__CHALLENGES__
• 1. In the Debian package notes, what has the EDOS project generated?
• 2. Quote the Debian package notes from "For the latest" up to and including "information about packages.".

__EXCERPTED PASSAGE__
* * * *

For the latest jump down to "A Logical Approach".
DebTags are facetted classification system for debian packages. 1
The Debian Package Browser seems to be an effort to collect tagged classifications of packages using a web browser interface.
The EDOS project has generated some graphs showing package dependencies in debian.
Since these are lab notes they record a number of false starts. Well suppositions that once explored were found to be incorrect. Thus to short circuit a lot of confusion is makes sence to jump down to the last paragraph in each section.
The following files contain information about packages.
/var/lib/dpkg/available
/var/lib/dpkg/status
/var/lib/apt/lists/*Package
It seesm that dselect makes a summary of installed files in available and status. Experiements on my system have led me to the following conclusions:
some installed files are not listed in available
there is only ever one version of each package in the union of status and available
status contains full records for some packages and very short records for other packages
some packages on my system appear to not have their prequesities met
To substantiate my last point consider the following:
Missing dependency for libmagick6: libltdl3 (>= 1.5.2-2) available version is: libltdl3 1.5.6-6 version is not in target installed install version is in status all available
Checking that my program is working correctly here are the entries from status. Incidencly there is full entry for libmagick6 in both status and also in available.
Package: libmagick6 ... Depends: libbz2-1.0, libc6 (>= 2.3.2.ds1-21), libdps1 (>> 4.1.0), libfreetype6 (>= 2.1.5-1), libice6 | xlibs (>> 4.1.0), libjasper-1.701-1 (>= 1.701.0), libjpeg62, liblcms1 (>= 1.08-1), libltdl3 (>= 1.5.2-2), libpng12-0 (>= 1.2.8rel), libsm6 | xlibs (>> 4.1.0), libtiff4, libx11-6 | xlibs (>> 4.1.0), libxext6 | xlibs (>> 4.1.0), libxml2 (>= 2.6.19), libxt6 | xlibs (>> 4.1.0), zlib1g (>= 1:1.2.1) ... Status: install ok installed Package: libltdl3 Status: purge ok not-installed Priority: optional Section: libs
So there is library that libmagick6 is dependent on which is not installed. So how can this occur?

* * * *

__ENTRIES SHOWN__
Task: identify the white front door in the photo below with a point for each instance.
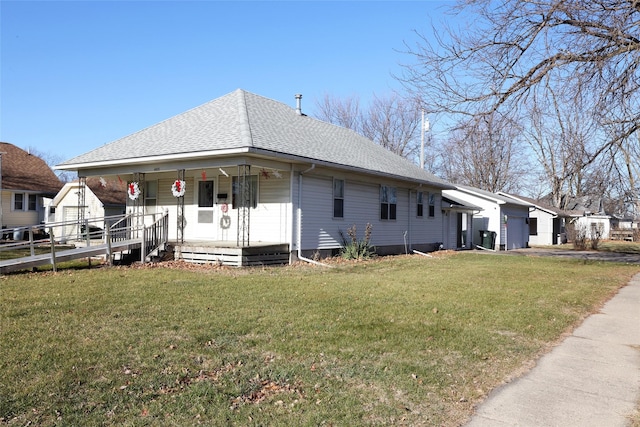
(205, 198)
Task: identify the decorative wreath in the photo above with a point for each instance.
(133, 190)
(178, 188)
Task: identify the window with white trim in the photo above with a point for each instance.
(432, 205)
(420, 204)
(18, 202)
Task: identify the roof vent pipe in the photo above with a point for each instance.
(298, 104)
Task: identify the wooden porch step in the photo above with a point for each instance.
(277, 254)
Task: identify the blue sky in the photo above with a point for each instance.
(75, 75)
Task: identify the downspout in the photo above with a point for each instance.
(299, 239)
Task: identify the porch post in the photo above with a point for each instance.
(180, 211)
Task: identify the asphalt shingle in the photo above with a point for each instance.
(245, 121)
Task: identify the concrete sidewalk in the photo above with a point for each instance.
(591, 379)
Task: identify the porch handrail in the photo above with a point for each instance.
(115, 230)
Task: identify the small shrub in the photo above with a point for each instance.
(578, 236)
(352, 248)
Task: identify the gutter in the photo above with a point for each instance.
(299, 239)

* * * *

__ANSWERS PROVIDED__
• 1. Graphs showing package dependencies in Debian.

• 2.
For the latest jump down to "A Logical Approach".
DebTags are facetted classification system for debian packages. 1
The Debian Package Browser seems to be an effort to collect tagged classifications of packages using a web browser interface.
The EDOS project has generated some graphs showing package dependencies in debian.
Since these are lab notes they record a number of false starts. Well suppositions that once explored were found to be incorrect. Thus to short circuit a lot of confusion is makes sence to jump down to the last paragraph in each section.
The following files contain information about packages.